*** Material shown Section Begins ***

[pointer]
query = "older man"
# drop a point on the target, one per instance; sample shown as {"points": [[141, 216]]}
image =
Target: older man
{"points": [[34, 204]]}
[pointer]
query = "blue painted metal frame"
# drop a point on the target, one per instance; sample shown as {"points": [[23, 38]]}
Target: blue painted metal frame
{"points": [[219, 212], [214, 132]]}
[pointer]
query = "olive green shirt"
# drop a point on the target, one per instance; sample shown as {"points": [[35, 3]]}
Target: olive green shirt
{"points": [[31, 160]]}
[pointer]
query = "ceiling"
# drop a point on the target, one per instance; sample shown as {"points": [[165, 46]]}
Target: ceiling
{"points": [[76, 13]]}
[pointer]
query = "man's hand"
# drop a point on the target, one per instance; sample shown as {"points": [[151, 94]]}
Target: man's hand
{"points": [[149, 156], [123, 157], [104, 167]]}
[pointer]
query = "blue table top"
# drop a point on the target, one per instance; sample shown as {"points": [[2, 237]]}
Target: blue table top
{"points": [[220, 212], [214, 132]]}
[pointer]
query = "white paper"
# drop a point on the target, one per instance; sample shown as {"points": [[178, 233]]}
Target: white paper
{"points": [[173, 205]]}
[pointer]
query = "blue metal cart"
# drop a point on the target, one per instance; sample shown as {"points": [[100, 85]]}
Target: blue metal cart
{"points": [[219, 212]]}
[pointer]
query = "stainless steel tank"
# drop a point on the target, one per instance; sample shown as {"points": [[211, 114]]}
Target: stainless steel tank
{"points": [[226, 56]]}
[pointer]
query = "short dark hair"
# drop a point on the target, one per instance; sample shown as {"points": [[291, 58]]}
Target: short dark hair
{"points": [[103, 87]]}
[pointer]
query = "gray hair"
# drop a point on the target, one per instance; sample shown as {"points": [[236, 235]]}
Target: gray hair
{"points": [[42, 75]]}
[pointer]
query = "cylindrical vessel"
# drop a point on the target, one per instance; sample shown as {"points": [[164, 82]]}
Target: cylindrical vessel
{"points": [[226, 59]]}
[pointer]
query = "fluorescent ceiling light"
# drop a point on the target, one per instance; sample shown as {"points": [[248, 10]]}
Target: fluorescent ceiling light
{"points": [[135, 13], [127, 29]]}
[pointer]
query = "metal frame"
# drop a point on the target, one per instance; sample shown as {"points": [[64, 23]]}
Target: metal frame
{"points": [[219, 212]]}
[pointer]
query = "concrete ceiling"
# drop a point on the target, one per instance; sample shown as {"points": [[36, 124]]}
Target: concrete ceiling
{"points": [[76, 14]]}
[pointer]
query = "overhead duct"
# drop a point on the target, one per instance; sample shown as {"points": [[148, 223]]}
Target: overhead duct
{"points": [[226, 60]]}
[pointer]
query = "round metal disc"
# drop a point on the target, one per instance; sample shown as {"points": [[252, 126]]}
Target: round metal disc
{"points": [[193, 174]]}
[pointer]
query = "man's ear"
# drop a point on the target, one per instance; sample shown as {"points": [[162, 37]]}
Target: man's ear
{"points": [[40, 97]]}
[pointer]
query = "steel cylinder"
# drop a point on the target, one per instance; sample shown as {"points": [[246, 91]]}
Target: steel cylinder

*** Material shown Section Ends ***

Scan the data for the word "cylinder" and copy every line where it shows up.

• **Written answer**
query = "steel cylinder"
Target: steel cylinder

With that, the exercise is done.